## Work to complete
[1] Answer these questions from the essay on being woke:
(a) According to the line under the headline, what will it take more than to change racism in America?
(b) What have this summer's mass protests been combating?
(c) In what kind of kitchens has the writer worked for most of his career?
[2] Print the passage of the essay on being woke between "Are you woke?" and "by our struggle?", inclusive.

## Page extract

Being ‘woke’ won’t save Black lives in L.A. or anywhere else

It’s going to take more than awareness to change racism in America says chef Brandon Gray.

Written by
Brandon Gray

Are you woke? Are you exhausted? Are you both?

This summer’s mass protests combating police brutality have us familiarizing ourselves with the constant names of slain persons of color. Each murder leaves a crippling effect on our hearts. I am tired of seeing Black women and men die by the force of a cop, and your wokeness alone won’t prevent this from happening again.

“Being woke” is a term that’s getting tossed around, but the plight of being Black and brown is centuries old. You wear the badge of wokeness so proudly now because you’re current with the protests and can recite the names of the police who murdered another person of color, so I ask the question: Why do you care so much about being woke now, while for years you were unaffected by our struggle?

As a Black chef who has worked most of his career in fine dining kitchens, being the only Black employee was normal or even expected up until a few years ago; this shift is a positive sign of a change that’s been gradual, but it’s only a glimpse into the marginalization that people who look like me suffer on a daily basis.

## Excerpted data
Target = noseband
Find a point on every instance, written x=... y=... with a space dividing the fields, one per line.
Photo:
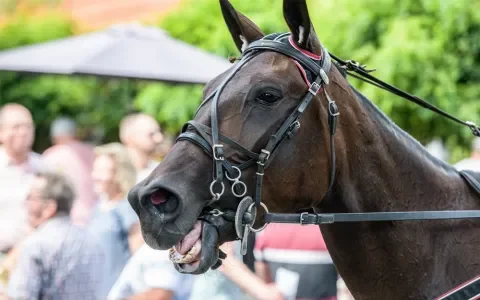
x=209 y=138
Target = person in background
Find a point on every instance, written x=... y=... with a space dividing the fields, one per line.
x=17 y=165
x=233 y=280
x=150 y=275
x=473 y=162
x=296 y=258
x=141 y=134
x=74 y=159
x=113 y=220
x=58 y=260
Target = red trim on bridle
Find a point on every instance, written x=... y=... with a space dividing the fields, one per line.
x=307 y=53
x=302 y=70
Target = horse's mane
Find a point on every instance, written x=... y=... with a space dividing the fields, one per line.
x=402 y=136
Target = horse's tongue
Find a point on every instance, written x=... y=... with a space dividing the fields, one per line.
x=189 y=240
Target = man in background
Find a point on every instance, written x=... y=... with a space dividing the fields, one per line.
x=17 y=164
x=296 y=259
x=74 y=159
x=473 y=162
x=142 y=135
x=58 y=260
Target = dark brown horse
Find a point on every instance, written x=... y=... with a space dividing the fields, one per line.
x=379 y=168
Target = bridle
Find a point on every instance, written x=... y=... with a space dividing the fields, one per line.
x=209 y=138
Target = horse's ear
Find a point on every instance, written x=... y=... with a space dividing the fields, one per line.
x=298 y=20
x=242 y=29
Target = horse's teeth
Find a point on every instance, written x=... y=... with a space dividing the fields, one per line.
x=187 y=258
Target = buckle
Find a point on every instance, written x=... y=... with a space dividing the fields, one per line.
x=314 y=88
x=215 y=152
x=262 y=162
x=302 y=219
x=267 y=153
x=324 y=76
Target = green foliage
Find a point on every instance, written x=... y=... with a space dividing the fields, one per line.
x=92 y=102
x=430 y=48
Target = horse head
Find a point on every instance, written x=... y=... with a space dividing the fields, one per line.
x=262 y=136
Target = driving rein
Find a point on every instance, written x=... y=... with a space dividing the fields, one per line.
x=314 y=69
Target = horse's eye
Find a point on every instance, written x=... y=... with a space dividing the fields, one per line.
x=267 y=97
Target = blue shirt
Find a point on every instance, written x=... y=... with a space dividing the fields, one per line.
x=111 y=227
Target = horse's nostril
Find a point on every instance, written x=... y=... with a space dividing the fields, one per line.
x=162 y=200
x=159 y=197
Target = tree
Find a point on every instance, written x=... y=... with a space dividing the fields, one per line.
x=430 y=48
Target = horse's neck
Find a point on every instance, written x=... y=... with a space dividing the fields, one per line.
x=381 y=168
x=386 y=169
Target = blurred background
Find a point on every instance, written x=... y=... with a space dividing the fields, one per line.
x=428 y=48
x=99 y=89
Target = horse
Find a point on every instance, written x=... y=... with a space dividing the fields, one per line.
x=329 y=150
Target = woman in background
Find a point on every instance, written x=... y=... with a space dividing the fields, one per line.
x=113 y=220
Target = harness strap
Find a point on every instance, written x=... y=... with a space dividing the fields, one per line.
x=355 y=67
x=317 y=219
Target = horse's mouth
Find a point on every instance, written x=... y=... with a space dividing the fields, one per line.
x=198 y=251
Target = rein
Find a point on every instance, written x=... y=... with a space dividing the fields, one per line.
x=209 y=138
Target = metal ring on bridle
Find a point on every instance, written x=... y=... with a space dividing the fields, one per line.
x=236 y=178
x=217 y=195
x=243 y=185
x=250 y=226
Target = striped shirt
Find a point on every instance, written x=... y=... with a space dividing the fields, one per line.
x=58 y=261
x=302 y=250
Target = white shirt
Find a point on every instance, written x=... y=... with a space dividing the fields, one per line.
x=148 y=269
x=15 y=183
x=468 y=164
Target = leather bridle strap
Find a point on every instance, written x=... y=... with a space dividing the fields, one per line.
x=317 y=219
x=365 y=76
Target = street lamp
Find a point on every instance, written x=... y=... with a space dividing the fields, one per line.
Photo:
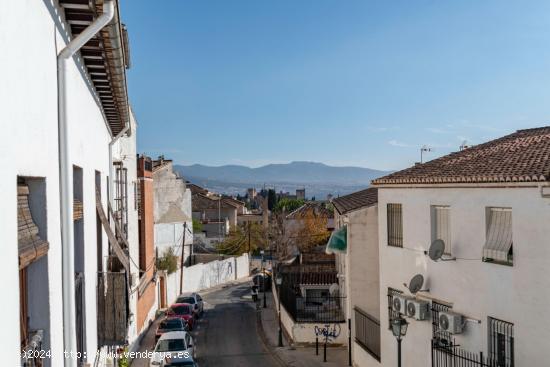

## Replies
[1]
(a) Awareness.
(b) Police brutality.
(c) Fine dining kitchens.

[2]
Are you woke? Are you exhausted? Are you both?

This summer’s mass protests combating police brutality have us familiarizing ourselves with the constant names of slain persons of color. Each murder leaves a crippling effect on our hearts. I am tired of seeing Black women and men die by the force of a cop, and your wokeness alone won’t prevent this from happening again.

“Being woke” is a term that’s getting tossed around, but the plight of being Black and brown is centuries old. You wear the badge of wokeness so proudly now because you’re current with the protests and can recite the names of the police who murdered another person of color, so I ask the question: Why do you care so much about being woke now, while for years you were unaffected by our struggle?